Requirement >>
Could you copy every line of the material below word for word, leaving the pictures out of your answer?

Materials provided >>
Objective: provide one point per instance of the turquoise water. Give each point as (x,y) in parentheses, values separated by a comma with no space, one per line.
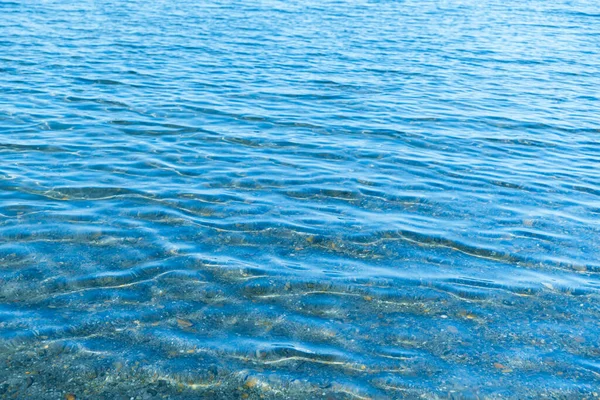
(299,199)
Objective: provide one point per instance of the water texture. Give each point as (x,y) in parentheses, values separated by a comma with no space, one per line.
(299,199)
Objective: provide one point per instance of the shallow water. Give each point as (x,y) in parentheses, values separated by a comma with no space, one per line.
(299,199)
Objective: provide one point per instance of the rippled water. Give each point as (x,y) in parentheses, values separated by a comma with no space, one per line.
(299,199)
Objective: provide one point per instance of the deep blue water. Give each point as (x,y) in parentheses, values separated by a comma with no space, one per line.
(299,199)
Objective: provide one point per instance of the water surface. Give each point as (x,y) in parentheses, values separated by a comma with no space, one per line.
(299,199)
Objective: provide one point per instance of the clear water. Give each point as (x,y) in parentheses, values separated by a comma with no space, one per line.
(299,199)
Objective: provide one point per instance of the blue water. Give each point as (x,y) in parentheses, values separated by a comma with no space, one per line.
(299,199)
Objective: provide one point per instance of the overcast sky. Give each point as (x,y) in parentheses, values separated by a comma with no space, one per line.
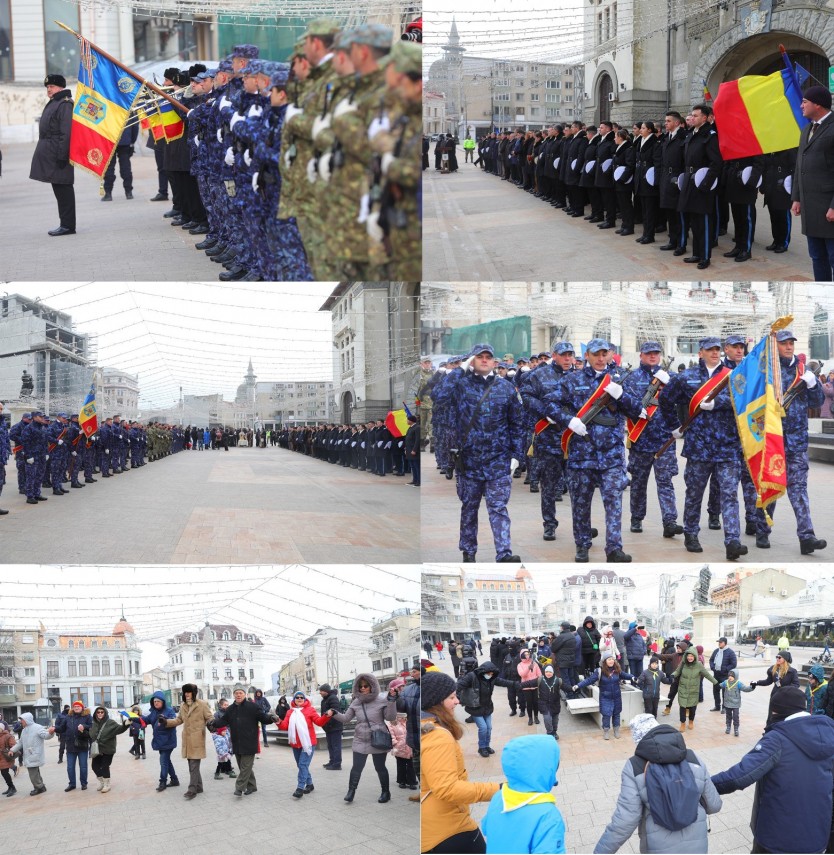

Solution for this task >>
Objective: provide one point per instance of the turquoise water. Give each point as (x,y) in parentheses, values separated by a comma with no space, one per line.
(299,199)
Objective: provide one point per instance of the water texture. Give each point as (x,y) in parentheses, values separated by a comma with no space, one per line.
(299,199)
Objective: provide one point per instance of the shallow water. Give each point as (x,y) in parentheses, values separated by a comma with no space, one per line.
(299,199)
Objective: provide one point per instance of the rippled water. Give each point as (x,y) in parentheses, values separated by a comma with no space, one per line.
(299,199)
Objective: provide one point per instance of the deep blue water. Give each point as (x,y) in parentheses, values separated by a comma with no space, one per line.
(299,199)
Objective: provide one point per instance of the water surface. Give each point as (x,y) in parentheses, values separated by a comma with no space, one per line.
(299,199)
Objective: provide one point per instance of the clear water. Give each point as (x,y) in parentheses, values separated by a comma with no space, one per line.
(299,199)
Objective: provide one point per instance of the blue water. Give each point as (x,y) in parentheses, values separated by a comma with no space, one per line.
(299,199)
Objective: provide one point per instance of the overcast sky. Give each point as (x,y) in parentheses, values separated by a comma with no space, one per line.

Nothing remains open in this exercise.